What you need to do. For this exercise, transcribe all of the records exactly as given.

##############################

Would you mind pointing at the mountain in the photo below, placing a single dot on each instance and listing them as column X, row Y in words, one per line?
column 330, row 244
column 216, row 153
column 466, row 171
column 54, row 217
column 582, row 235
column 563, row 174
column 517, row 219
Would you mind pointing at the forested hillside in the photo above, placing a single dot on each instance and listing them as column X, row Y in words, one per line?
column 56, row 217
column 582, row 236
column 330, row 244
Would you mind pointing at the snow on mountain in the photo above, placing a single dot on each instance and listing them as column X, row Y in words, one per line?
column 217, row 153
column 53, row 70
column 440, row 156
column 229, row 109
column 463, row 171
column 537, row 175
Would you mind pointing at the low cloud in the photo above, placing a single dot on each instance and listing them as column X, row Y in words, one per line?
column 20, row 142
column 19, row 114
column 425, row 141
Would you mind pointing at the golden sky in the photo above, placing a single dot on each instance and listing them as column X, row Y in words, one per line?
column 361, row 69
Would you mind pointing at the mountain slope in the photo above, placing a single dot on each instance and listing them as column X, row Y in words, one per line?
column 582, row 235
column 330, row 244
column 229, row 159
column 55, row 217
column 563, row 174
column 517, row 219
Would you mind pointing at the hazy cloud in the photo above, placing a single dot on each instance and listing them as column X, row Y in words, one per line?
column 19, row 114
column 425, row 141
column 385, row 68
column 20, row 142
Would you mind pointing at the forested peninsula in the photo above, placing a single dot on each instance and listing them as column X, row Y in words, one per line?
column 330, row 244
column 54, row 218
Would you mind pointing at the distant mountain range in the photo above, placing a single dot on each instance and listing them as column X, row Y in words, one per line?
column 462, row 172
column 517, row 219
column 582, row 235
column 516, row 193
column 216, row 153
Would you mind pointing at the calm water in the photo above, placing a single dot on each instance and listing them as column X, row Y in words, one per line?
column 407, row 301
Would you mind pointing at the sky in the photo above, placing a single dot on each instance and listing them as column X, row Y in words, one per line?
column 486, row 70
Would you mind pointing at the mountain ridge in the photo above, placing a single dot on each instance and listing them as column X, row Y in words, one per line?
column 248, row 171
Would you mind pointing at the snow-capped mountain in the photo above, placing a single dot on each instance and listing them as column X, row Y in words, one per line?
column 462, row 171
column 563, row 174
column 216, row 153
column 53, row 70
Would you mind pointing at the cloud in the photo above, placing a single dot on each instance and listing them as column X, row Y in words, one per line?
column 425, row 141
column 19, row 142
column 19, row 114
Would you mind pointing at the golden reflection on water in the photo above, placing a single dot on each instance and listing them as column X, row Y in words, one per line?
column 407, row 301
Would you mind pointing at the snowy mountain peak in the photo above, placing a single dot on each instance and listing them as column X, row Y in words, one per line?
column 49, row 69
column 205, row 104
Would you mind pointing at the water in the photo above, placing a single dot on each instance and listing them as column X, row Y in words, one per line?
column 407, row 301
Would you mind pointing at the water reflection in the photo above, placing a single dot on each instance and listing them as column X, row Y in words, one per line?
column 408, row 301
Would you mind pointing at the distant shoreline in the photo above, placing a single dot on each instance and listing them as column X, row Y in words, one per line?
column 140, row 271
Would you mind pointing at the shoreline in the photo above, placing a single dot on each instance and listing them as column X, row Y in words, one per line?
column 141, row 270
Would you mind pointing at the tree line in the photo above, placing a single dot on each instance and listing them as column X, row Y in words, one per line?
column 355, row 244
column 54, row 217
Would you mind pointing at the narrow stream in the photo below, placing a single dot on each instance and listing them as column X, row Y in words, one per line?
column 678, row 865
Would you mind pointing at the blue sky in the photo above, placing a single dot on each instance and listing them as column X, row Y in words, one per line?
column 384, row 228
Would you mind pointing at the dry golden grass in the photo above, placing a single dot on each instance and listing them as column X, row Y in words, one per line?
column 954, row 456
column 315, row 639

##############################

Response to the task.
Would you mind pointing at the mountain in the photo below, placing a single dot on each instance and listing them as column X, row Y in words, one per line?
column 330, row 244
column 216, row 153
column 466, row 171
column 54, row 217
column 582, row 235
column 563, row 174
column 517, row 219
Would you mind pointing at the forested hillside in the photo above, placing a single dot on each instance and listing them as column X, row Y in words, one per line?
column 56, row 217
column 582, row 236
column 330, row 244
Would you mind pointing at the snow on mountain in the photo above, placing a single dot on each instance and listing them as column X, row Y in words, one per line?
column 217, row 153
column 53, row 70
column 440, row 156
column 229, row 109
column 463, row 171
column 537, row 175
Would you mind pointing at the low cloud in the photo above, placing a single dot on each instance and listing them as column X, row Y in words, one per line?
column 20, row 142
column 19, row 114
column 425, row 141
Would you mind pointing at the golden sky in the photo above, placing a single dot on each instance and listing them as column X, row Y in words, one per line?
column 361, row 69
Would you mind pointing at the mountain slope in the photo above, placing a single dot on each instance and listing them as column X, row Y in words, one per line?
column 582, row 235
column 330, row 244
column 229, row 159
column 55, row 217
column 563, row 174
column 517, row 219
Would you mind pointing at the hazy cloud in the photo above, placing a single dot on each instance and listing them as column X, row Y in words, one per line?
column 19, row 114
column 425, row 141
column 385, row 68
column 20, row 142
Would you mind pointing at the forested peninsula in the photo above, placing a single dot on each instance and listing them as column X, row Y in words, one per line?
column 330, row 244
column 54, row 218
Would you mind pointing at the distant mountain range in the photo above, placing a single dot on each instance and listing them as column X, row Y in words, one per line?
column 462, row 172
column 517, row 219
column 582, row 235
column 516, row 193
column 216, row 153
Would you mind pointing at the calm water in the photo above, placing a single dot on each instance and listing them as column X, row Y in words, one per line?
column 407, row 301
Would you mind pointing at the sky in the photo above, placing a single dot on each instance and listing them as column X, row Y in words, one per line?
column 486, row 70
Would you mind pointing at the mountain ridge in the photo above, placing a single dot on each instance and listing them as column X, row Y in words, one per line?
column 248, row 171
Would you mind pointing at the snow-capped mountain in the photo above, placing a single dot on each instance and listing them as column X, row Y in words, one per line?
column 462, row 171
column 563, row 174
column 216, row 153
column 53, row 70
Would you mind pointing at the cloud in the photo above, placing a single dot on each instance and listing them as column X, row Y in words, one per line?
column 425, row 141
column 19, row 142
column 19, row 114
Would you mind pointing at the golden reflection on water in the photo above, placing a single dot on each instance and listing them as column X, row Y in words, one per line?
column 407, row 301
Would you mind pointing at the snowy mountain peak in the photo above, placing a single dot on each instance and listing them as column X, row Y in words, one per line?
column 49, row 69
column 205, row 104
Would you mind pointing at the water in the photo above, placing a single dot on each instance and listing them as column X, row Y in words, one per line?
column 407, row 301
Would you mind pointing at the water reflection in the photo above, placing a single dot on each instance and listing them as column X, row Y in words, one per line?
column 408, row 301
Would you mind pointing at the distant shoreline in the photo above, placing a single dot on each instance and listing them as column X, row Y in words, one per line?
column 140, row 271
Would you mind pointing at the shoreline in the photo above, placing a single dot on each instance and listing them as column X, row Y in words, one per line?
column 141, row 270
Would you mind pointing at the tree line in the photo above, placing a single dot on each instance and listing them as column X, row Y in words, one per line?
column 355, row 244
column 54, row 217
Would you mind pointing at the narrow stream in the photo below, placing a single dot on each instance and listing them as column X, row Y in words, one per line?
column 678, row 865
Would you mind pointing at the blue sky in the photo above, placing a single dot on each instance and listing them as column X, row Y in words, one per line?
column 384, row 228
Would you mind pointing at the dry golden grass in the photo above, placing a single dot on each instance and listing them as column X, row Y in words, one per line?
column 954, row 456
column 315, row 639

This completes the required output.